▸ **問題 1**
下の本文によると、塔の茶屋の建物には何年前の古材が使われていますか。

══ 本文 ══

猿沢の池から見た興福寺・五重塔
古都奈良に相応しい雰囲気を持つ食事処の一つが「塔の茶屋」だ。
我が家から車で30分足らずで行ける距離にありながら、今までそこで夕食はともかく昼食も取ったことが無かった。
「いつでも行ける」「少々お高い」がその理由だった。
先日、家内の母親が曾孫(私の次女の子供3人)と会いたい、ということで、(家内の)妹に付き添われて、はるばる東京から我が家にやってきた。
その2人の希望により、ここで昼食を取ることになった。
塔の茶屋は、総面積500万u(150万坪)の広大な敷地を持つ奈良公園の一角、東大寺等とともに世界文化遺産(古都奈良の文化財)に指定された法相宗大本山・興福寺の五重塔(国宝)の真裏にある。
興福寺当局の特別の許可を得て営業しているそうで、今なら火を使う店舗をこんな近くに建てる事は許されなだろう。
塔の茶屋入口。周囲は木立に囲まれていて、木漏れ日が美しい。
200年前の古材を使った建物。木の格子が美しい情緒ある外観だ。
藤棚の下、畳敷きの床机でお弁当を頂く。冬は緋毛氈が敷かれていたように記憶している。
メニューは2種類だけだ。
●茶がゆ弁当(午前11:30〜午後4:00)
・梅酒・わらび餅付き 3,150円
・向付・椀盛付き 5,250円
●茶がゆ懐石(午前11:30〜午後9:00)

═══
══ 記録一覧 ══

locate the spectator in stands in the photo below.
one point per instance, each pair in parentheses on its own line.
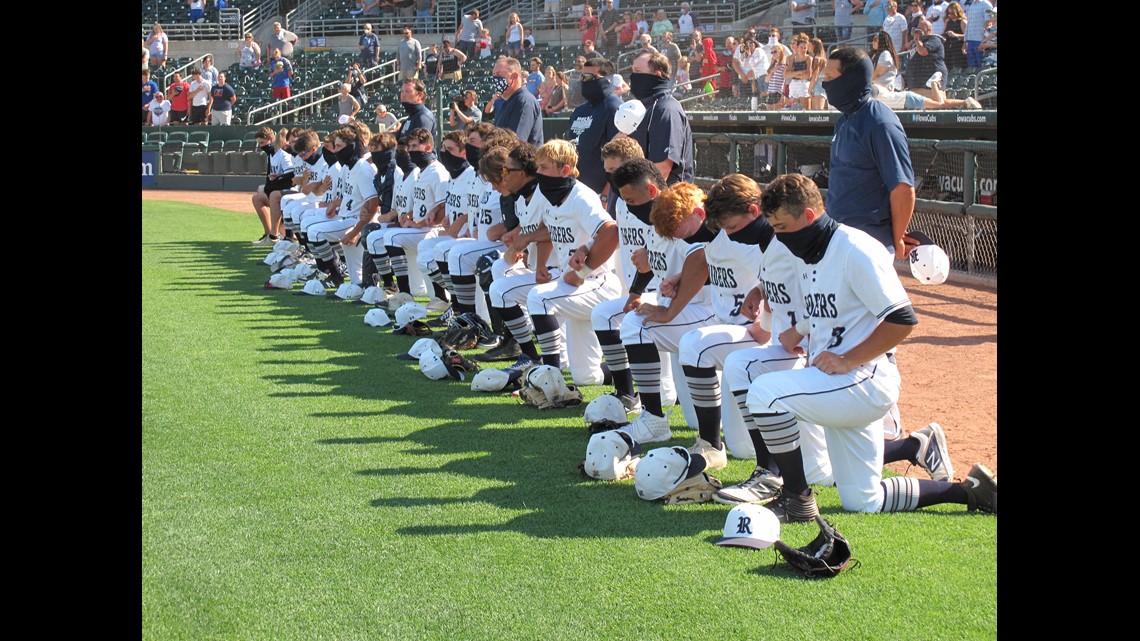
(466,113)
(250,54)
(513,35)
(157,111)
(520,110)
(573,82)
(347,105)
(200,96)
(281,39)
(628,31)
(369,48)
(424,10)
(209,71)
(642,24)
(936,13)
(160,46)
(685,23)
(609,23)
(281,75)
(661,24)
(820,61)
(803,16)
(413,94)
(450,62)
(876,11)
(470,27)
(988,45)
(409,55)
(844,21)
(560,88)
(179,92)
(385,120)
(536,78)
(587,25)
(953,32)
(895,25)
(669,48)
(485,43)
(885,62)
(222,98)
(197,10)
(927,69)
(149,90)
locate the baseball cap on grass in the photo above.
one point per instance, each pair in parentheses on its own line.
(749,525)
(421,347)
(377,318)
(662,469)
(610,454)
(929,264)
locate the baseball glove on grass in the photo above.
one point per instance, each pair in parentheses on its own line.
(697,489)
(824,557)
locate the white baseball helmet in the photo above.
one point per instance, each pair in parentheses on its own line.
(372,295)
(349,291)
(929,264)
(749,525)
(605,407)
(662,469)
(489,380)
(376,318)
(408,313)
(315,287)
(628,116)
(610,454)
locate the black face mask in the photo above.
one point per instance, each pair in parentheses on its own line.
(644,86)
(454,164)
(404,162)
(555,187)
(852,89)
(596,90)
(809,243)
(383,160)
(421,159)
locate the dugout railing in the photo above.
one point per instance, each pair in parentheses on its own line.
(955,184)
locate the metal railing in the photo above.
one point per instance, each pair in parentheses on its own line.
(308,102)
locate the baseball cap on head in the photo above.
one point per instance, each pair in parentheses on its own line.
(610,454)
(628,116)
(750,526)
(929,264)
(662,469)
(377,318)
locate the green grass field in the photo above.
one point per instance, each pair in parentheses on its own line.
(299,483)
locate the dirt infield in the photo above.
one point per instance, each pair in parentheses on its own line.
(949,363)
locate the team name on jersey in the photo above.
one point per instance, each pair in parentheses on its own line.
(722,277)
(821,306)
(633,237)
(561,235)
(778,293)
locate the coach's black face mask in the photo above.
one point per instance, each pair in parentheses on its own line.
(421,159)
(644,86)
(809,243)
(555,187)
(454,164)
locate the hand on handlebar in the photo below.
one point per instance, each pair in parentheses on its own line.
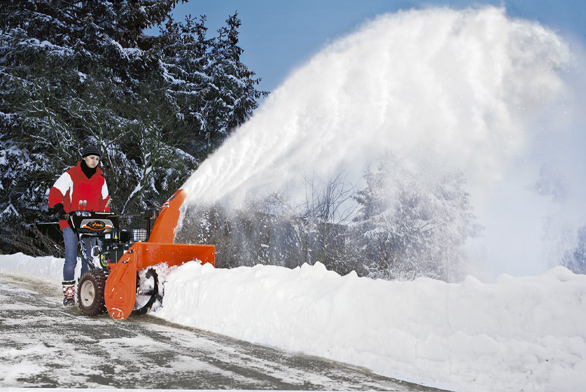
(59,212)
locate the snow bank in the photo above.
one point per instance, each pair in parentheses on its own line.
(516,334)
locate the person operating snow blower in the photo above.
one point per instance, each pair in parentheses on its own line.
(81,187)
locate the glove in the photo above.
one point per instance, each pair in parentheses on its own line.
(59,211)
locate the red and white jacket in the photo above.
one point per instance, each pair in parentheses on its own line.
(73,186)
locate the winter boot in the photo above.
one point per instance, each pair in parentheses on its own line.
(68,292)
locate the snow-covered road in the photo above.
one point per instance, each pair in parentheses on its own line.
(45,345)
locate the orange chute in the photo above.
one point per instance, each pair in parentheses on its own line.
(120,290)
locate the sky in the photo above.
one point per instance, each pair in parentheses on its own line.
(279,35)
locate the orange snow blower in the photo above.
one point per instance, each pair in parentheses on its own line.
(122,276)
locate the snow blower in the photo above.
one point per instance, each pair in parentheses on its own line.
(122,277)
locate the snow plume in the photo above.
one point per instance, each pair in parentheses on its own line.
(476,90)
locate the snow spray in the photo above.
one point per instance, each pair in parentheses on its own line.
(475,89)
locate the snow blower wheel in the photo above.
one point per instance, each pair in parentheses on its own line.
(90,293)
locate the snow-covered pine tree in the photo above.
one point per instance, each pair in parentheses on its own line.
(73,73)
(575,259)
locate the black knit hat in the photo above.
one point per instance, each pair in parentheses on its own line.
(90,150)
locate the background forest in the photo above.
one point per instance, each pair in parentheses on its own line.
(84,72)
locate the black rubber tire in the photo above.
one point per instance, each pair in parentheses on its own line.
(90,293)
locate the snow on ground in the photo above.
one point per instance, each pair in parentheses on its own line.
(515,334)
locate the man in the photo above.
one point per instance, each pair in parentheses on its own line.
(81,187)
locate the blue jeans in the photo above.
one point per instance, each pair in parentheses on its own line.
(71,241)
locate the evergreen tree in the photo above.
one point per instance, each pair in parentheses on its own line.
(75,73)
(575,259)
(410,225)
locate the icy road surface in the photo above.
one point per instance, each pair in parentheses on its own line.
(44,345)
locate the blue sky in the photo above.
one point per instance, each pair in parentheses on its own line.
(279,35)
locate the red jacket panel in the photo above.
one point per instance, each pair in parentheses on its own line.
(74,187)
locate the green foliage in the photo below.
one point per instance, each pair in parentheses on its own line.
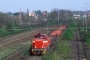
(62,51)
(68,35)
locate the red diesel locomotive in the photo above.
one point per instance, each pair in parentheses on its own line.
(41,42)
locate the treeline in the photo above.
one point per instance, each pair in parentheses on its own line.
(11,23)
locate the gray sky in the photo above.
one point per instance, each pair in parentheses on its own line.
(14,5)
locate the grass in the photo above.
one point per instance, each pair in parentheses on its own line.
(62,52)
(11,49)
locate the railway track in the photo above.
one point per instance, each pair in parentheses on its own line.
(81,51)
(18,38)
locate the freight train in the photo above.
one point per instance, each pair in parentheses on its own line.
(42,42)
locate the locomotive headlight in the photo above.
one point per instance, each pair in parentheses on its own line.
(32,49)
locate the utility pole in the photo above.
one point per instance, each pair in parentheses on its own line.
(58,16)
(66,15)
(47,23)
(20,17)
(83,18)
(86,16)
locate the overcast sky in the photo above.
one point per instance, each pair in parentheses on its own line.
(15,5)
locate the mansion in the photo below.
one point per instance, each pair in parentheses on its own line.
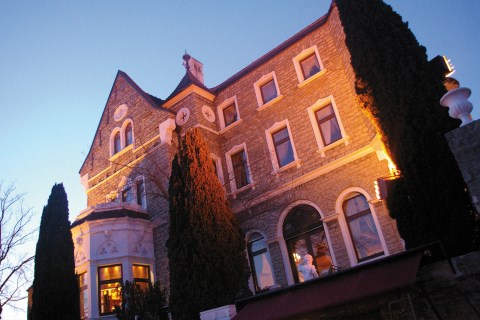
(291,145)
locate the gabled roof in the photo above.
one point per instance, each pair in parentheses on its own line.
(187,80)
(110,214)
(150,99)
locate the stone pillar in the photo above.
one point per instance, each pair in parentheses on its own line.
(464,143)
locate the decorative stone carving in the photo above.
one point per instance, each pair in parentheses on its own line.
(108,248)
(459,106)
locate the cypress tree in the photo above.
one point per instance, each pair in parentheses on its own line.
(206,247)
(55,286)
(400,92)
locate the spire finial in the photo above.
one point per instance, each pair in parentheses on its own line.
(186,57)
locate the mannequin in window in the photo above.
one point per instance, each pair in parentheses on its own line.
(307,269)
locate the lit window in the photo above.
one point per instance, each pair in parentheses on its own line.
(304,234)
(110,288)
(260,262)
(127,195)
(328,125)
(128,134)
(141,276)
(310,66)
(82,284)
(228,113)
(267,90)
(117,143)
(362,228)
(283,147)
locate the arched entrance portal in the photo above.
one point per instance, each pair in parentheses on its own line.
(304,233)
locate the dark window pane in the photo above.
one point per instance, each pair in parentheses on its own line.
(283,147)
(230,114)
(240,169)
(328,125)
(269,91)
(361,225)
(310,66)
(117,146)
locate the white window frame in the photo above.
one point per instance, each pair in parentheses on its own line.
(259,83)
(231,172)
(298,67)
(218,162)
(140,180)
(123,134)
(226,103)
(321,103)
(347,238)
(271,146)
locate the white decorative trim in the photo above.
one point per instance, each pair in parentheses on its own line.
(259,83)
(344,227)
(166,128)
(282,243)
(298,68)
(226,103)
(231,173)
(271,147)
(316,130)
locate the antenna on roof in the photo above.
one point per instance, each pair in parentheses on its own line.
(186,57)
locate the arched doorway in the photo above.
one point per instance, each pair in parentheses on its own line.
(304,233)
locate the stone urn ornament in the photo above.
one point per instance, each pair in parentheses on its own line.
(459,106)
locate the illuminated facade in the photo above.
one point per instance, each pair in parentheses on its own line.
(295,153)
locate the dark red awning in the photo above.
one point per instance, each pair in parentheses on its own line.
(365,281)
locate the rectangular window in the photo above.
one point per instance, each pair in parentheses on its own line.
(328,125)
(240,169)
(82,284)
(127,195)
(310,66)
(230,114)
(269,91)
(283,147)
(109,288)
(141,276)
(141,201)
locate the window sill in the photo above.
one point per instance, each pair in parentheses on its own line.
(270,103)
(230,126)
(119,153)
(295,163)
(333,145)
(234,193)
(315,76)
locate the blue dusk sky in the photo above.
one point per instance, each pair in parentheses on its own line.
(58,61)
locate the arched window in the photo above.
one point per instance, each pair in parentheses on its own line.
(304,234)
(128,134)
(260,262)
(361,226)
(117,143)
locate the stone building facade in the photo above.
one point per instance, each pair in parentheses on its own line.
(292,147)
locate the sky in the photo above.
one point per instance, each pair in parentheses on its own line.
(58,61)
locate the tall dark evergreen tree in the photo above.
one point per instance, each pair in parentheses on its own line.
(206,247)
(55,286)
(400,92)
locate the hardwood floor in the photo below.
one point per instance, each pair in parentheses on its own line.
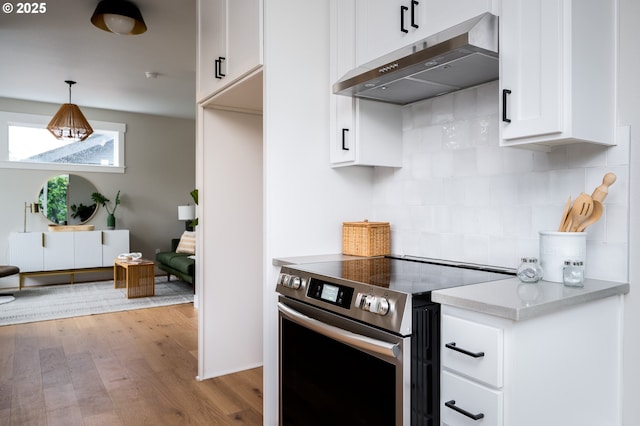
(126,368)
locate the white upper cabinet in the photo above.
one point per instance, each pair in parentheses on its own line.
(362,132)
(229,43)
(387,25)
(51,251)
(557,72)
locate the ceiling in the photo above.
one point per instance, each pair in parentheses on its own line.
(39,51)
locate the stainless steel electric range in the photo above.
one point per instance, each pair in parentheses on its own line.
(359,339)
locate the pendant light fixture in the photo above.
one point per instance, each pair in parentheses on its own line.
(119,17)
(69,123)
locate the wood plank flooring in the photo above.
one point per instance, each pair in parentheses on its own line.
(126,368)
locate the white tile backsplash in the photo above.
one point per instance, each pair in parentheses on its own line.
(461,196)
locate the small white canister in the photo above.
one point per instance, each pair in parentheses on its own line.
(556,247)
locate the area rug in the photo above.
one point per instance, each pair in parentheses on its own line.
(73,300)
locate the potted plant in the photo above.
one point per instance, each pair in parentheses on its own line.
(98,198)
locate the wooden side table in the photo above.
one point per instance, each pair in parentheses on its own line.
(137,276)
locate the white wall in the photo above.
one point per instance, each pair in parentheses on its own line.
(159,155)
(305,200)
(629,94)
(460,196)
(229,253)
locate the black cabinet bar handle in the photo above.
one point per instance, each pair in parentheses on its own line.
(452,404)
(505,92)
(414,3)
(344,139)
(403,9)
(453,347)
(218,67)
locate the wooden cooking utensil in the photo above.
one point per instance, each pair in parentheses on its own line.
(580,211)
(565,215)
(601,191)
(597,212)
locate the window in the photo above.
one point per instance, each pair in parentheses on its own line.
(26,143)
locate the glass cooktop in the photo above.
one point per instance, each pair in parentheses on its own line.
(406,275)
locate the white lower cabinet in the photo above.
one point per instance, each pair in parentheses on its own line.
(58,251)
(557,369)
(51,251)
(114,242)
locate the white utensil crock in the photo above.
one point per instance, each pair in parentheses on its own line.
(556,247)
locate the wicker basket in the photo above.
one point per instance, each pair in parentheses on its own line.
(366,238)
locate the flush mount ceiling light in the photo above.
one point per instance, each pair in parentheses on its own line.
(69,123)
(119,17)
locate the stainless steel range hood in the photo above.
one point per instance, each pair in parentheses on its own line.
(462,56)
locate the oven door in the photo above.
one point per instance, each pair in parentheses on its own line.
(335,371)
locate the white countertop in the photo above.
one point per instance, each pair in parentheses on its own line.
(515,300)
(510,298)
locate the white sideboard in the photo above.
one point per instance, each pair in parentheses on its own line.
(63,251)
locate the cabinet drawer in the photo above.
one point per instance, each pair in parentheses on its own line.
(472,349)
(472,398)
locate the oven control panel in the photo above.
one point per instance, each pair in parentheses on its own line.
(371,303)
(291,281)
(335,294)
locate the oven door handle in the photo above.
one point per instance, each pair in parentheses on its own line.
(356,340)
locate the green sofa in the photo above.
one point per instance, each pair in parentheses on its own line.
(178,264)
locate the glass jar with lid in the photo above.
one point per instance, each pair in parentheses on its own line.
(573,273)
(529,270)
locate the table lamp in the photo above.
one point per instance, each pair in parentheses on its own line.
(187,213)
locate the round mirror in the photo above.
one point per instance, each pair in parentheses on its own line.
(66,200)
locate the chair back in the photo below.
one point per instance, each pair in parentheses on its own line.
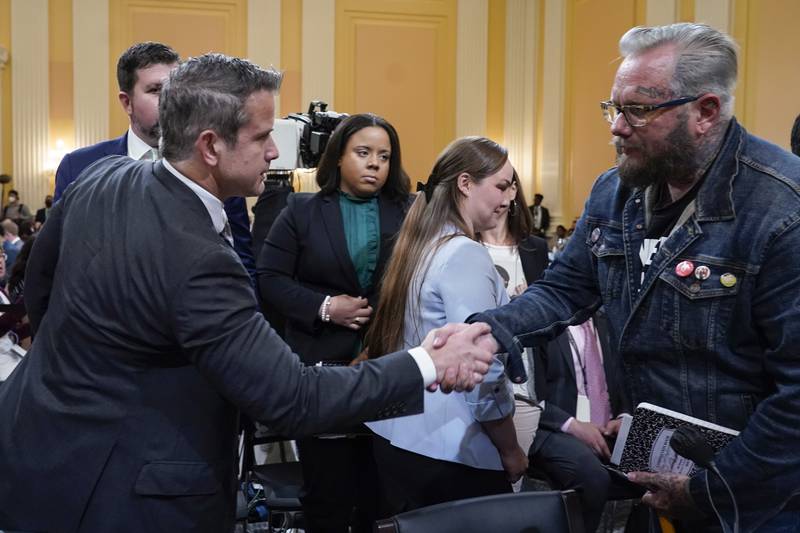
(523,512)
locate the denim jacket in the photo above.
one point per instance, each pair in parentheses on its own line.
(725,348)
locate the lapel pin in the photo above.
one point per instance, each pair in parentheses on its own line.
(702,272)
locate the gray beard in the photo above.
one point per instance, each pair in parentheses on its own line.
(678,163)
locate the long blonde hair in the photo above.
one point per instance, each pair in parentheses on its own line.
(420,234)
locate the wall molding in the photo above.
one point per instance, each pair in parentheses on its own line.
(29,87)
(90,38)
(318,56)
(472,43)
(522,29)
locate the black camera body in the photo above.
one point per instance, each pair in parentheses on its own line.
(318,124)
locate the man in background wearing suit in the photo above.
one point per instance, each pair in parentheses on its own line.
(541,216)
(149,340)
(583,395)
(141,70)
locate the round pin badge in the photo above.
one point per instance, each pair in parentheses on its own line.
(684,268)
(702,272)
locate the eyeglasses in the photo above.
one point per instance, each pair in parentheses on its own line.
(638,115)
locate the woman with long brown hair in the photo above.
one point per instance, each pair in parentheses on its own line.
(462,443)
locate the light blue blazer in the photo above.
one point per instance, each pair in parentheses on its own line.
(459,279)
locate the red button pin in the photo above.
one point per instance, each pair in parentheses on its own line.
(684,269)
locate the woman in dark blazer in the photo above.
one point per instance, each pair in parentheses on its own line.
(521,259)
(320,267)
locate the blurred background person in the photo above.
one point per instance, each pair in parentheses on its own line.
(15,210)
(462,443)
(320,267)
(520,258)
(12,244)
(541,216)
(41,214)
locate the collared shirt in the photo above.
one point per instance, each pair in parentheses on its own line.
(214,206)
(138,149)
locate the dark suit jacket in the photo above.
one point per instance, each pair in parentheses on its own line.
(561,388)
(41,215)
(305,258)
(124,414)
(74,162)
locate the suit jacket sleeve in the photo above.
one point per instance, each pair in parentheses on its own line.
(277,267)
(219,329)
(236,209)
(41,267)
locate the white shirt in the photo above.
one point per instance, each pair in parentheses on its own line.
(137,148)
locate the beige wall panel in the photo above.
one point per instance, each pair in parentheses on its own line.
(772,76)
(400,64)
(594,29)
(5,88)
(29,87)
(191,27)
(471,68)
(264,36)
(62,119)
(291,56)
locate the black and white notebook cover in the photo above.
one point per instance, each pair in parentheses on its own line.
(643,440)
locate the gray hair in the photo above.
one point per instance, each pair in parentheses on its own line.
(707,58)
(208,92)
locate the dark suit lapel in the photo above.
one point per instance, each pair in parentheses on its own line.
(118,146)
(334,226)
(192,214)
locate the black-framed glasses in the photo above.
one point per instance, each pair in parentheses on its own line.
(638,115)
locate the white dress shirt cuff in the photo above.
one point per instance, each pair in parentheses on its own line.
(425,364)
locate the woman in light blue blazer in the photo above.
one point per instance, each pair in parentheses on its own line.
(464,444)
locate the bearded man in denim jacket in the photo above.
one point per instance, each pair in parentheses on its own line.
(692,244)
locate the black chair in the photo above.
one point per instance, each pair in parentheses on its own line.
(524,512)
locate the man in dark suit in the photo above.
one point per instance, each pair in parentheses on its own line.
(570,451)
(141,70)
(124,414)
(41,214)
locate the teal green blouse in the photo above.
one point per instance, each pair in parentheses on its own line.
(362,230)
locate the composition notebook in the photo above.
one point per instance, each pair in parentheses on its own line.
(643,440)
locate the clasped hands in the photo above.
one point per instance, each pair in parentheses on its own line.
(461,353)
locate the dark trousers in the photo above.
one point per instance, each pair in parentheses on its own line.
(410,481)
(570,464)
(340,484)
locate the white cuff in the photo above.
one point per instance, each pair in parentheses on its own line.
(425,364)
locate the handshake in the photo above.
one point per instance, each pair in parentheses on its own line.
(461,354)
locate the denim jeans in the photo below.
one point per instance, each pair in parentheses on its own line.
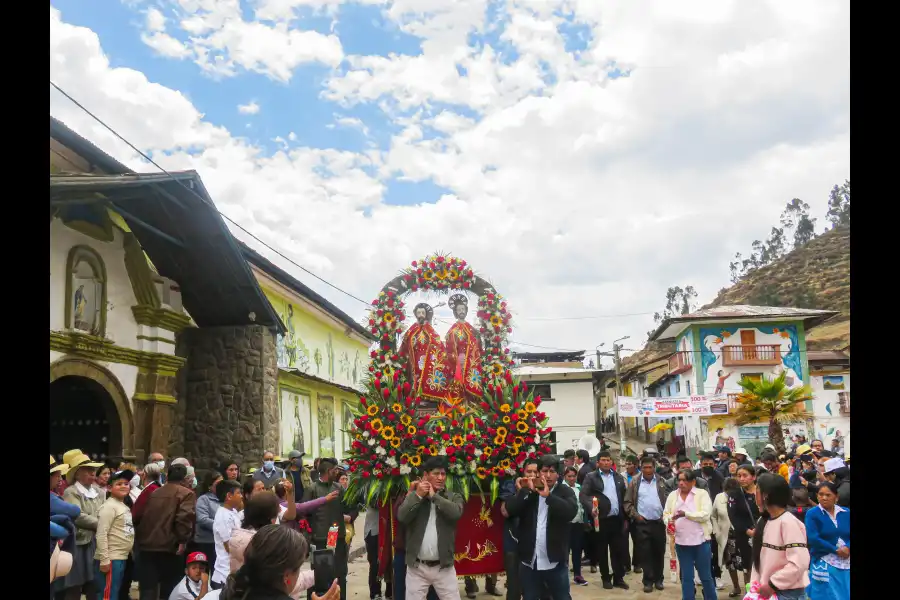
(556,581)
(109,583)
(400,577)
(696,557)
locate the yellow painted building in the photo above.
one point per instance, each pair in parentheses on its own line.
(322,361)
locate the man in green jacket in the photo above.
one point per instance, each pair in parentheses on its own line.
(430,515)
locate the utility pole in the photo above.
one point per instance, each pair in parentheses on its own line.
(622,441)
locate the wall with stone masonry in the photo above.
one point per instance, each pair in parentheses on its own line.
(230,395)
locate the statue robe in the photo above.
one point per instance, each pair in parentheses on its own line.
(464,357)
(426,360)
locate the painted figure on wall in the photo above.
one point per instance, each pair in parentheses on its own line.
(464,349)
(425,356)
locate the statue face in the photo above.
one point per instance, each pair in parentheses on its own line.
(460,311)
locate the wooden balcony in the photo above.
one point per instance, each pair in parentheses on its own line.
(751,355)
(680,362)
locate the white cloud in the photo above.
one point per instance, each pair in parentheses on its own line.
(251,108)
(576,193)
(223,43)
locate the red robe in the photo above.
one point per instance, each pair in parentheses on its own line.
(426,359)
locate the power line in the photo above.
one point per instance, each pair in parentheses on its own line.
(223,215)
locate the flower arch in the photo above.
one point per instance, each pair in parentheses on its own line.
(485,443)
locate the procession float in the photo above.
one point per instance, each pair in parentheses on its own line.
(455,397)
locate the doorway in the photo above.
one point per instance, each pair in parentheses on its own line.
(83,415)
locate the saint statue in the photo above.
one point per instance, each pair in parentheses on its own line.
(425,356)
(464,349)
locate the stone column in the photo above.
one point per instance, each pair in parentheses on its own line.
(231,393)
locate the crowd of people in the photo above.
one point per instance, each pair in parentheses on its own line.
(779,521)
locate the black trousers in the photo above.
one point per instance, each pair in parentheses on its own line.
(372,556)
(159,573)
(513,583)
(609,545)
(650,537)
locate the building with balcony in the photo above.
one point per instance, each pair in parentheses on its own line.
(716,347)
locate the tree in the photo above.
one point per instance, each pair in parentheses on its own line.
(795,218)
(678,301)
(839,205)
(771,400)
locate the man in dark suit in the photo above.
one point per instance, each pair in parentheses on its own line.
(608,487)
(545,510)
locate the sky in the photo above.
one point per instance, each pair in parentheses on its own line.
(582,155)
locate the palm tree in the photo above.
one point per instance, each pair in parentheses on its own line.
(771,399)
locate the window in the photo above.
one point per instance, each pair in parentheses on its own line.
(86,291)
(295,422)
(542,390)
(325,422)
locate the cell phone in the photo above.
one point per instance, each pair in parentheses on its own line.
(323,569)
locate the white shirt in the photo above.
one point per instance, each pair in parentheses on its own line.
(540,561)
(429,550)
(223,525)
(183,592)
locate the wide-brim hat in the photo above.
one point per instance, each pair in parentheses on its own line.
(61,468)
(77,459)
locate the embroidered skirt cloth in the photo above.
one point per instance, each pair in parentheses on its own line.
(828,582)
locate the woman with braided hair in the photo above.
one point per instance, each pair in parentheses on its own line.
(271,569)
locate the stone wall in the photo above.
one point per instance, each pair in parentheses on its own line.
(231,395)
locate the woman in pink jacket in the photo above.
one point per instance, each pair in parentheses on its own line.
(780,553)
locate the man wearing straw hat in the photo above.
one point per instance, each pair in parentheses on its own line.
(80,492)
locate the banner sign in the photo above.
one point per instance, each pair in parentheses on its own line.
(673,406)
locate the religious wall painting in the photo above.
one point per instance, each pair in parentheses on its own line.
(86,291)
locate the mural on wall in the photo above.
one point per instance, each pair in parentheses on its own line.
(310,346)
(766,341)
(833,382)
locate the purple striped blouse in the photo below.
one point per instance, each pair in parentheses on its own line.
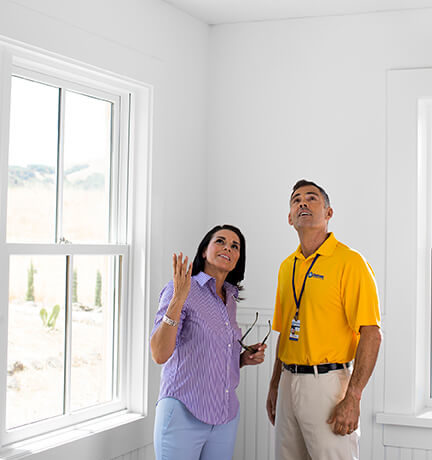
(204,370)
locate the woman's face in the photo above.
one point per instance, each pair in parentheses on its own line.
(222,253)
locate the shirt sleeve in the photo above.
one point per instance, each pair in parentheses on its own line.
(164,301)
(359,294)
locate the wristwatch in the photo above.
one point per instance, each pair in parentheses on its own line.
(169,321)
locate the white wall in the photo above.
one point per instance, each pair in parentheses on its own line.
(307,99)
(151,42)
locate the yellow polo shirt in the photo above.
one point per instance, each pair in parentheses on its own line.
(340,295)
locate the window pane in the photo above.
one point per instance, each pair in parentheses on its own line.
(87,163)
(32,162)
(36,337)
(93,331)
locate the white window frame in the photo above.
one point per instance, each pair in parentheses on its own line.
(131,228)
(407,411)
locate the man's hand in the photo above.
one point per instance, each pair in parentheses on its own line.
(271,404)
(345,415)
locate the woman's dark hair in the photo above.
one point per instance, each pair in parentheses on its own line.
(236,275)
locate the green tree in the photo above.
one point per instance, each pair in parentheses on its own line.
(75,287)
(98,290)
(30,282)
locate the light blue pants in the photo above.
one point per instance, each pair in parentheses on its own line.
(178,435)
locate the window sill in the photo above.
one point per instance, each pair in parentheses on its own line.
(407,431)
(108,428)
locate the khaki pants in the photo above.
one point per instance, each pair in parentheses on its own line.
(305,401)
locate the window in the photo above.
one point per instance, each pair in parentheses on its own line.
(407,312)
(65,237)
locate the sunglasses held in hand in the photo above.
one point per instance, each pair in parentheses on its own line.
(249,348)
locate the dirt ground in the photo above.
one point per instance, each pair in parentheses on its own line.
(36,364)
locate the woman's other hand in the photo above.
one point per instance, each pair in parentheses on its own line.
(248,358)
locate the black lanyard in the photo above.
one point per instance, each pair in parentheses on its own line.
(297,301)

═══

▸ **問題 2**
上の記録の中で、文字列「ceiling」を含む行を数え、その数だけを答えてください。大文字と小文字は区別します。

▸ **解答 1**
200年前の古材です。

▸ **解答 2**
2